>>>>>

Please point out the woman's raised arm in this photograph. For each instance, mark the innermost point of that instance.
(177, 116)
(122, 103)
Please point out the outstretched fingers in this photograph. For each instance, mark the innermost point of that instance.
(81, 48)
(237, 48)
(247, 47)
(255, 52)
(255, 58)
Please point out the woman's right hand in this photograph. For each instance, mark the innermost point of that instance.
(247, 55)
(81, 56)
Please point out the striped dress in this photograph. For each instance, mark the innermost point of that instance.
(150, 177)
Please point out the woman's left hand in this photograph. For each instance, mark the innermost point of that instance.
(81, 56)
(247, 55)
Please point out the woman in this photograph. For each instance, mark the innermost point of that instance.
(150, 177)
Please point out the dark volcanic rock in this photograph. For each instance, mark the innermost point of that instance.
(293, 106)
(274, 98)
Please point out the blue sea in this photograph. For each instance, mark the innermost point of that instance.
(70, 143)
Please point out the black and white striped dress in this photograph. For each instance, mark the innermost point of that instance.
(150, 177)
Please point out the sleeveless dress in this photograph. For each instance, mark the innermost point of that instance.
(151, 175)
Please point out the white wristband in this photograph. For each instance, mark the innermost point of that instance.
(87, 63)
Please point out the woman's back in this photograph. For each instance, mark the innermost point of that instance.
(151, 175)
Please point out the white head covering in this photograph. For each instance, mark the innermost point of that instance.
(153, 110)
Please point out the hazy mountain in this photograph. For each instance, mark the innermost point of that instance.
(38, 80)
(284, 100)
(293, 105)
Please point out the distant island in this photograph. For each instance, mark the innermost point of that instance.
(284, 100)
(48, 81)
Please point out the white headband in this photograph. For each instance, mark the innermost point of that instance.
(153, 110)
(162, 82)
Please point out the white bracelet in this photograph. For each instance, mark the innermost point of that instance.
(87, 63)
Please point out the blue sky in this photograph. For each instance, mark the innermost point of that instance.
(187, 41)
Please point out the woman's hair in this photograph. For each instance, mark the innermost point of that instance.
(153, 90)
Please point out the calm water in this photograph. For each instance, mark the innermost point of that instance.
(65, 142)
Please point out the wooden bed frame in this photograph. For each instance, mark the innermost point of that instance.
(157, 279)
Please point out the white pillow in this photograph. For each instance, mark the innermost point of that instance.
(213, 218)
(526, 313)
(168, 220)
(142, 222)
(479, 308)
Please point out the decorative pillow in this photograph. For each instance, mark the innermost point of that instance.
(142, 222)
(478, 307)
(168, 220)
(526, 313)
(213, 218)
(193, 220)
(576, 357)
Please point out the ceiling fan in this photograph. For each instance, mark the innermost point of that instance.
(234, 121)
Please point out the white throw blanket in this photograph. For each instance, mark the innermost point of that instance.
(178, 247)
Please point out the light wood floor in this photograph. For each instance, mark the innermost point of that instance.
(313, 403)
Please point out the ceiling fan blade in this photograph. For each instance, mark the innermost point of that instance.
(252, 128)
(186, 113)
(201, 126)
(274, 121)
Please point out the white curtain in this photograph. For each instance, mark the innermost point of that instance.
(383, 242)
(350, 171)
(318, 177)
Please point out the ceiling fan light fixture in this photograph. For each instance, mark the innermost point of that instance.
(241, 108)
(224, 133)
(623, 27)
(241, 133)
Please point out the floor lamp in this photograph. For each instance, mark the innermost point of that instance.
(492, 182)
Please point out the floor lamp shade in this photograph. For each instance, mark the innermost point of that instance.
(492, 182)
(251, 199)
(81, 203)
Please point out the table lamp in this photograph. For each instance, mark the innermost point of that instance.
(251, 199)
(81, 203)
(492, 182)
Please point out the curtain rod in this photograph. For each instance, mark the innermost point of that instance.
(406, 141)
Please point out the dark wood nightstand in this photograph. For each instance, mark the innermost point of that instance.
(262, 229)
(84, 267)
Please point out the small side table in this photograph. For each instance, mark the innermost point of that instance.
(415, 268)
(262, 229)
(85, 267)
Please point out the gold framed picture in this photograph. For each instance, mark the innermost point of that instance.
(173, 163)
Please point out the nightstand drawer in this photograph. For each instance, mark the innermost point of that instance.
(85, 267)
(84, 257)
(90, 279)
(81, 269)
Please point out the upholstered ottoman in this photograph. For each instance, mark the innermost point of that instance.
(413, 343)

<<<<<

Take the entries above and repeat them. Alter nothing.

#### Task answer
Please point out the woman's raised arm in this photograph. For each instance, mark the innermost point of that instance.
(177, 116)
(122, 103)
Please point out the outstretched fingers in this photograph. For each instance, mark the innermost point of that instance.
(81, 48)
(237, 48)
(247, 47)
(255, 52)
(255, 58)
Please point out the woman's right hand in this photograph. For each instance, mark the innermost point of that instance.
(247, 55)
(81, 56)
Please point out the striped dress in this photograph. For each instance, mark the innermost point of that instance.
(150, 177)
Please point out the woman's left hand in this photograph. For each instance, mark the innermost point of that instance.
(81, 56)
(247, 55)
Please point out the woman in this photograph. For each instance, mark the innermost point of that instance.
(150, 177)
Please point out the dark volcanic rock in this photograph. For each instance, mark the innermost point of that instance.
(293, 106)
(274, 98)
Please point out the blue sea in this photograph. For each instance, mark the innermost point of that instance.
(70, 143)
Please point out the black and white striped dress in this photograph. For each instance, mark the innermost point of that instance.
(150, 177)
Please point out the sleeveless dress in this photograph. For each instance, mark the innermost point of that instance.
(151, 175)
Please point out the white wristband in this photograph. For each instance, mark the innermost point of that instance.
(87, 63)
Please point out the woman's back in this photograph. For each instance, mark the innermost point of that instance.
(151, 175)
Please point out the white head covering in this photograph. For each instance, mark the innermost point of that instance.
(153, 110)
Please point out the hazy mountain in this photograph. For each instance, mark the innermost point of that instance.
(38, 80)
(284, 100)
(293, 105)
Please point out the distant island in this photograph. For each instance, mark the innermost point of that instance.
(284, 100)
(48, 81)
Please point out the white headband in this photograph. For each instance, mark the innermost point of that instance.
(153, 110)
(162, 82)
Please point out the white bracelet in this photograph. For each instance, mark the innermost point of that instance.
(87, 63)
Please point out the blue sky in this photograph. For each instance, mark the innermost point of that instance.
(187, 41)
Please point out the woman's hair in this photograph. For each instance, mark the innermost point of that instance.
(153, 90)
Please point out the calm water in this photograph. For each instance, mark the innermost point of that instance.
(65, 142)
Please point out the wooden bed frame in this photograph. For each instance, mark the innermost point of that instance.
(157, 279)
Please point out the white pillow in this photograph. For each instance, mark the innermost point of that instance.
(213, 218)
(526, 313)
(168, 220)
(142, 222)
(479, 308)
Please point out the decorative pillow in this photograph. For each instance, mark the innermost point of that instance.
(142, 222)
(478, 307)
(168, 220)
(526, 313)
(213, 218)
(193, 220)
(576, 357)
Please point out the ceiling fan in this photograph. For each instance, mark the innermost point of that instance.
(234, 121)
Please point out the white throw blanket in this photograph. For each instance, mark the innermost point of that instance.
(178, 247)
Please point out the light wood floor in this photograph. For each instance, mark the innermost point of that instance.
(313, 403)
Please point out the ceiling fan blade in this photograph. For each instance, mark the innermost point of that instance.
(252, 128)
(186, 113)
(201, 126)
(274, 121)
Please point out the white curtain in this photograph. For each instance, mark the innermost point of that instance.
(383, 242)
(350, 171)
(318, 177)
Please point out the ceiling fan light fixture in this photograph. For each instance, mark the innermost point of that instance.
(241, 108)
(224, 133)
(623, 27)
(241, 133)
Please point out the floor lamp in this photograph. For each instance, mark the innermost point of that instance.
(492, 182)
Please point out the floor lamp shade in this photograph. For each instance, mark the innermost point of that instance.
(492, 182)
(251, 199)
(81, 203)
Please point out the table lamp in this photograph. For each instance, mark the innermost point of that instance.
(251, 199)
(81, 203)
(492, 182)
Please point out the curtain rod in this photograph. For each instance, mark the innermost point of that instance.
(406, 141)
Please point out the dark wood nightstand in this photograph. For each instance, mark the innermost point of that instance.
(262, 229)
(84, 267)
Please point out the small side table in this photograph. For each instance, mark the innermost point of that instance.
(415, 268)
(262, 229)
(85, 267)
Please point out the gold framed picture in this photograph. For each instance, mark the innermost point of that instance.
(173, 163)
Please point out the nightstand drawer in this photograph. For each instance, mark the innermost point of that instance.
(85, 267)
(84, 257)
(90, 279)
(81, 269)
Please point out the upholstered ottoman in this photograph. For each instance, mark the innermost point of that instance.
(413, 343)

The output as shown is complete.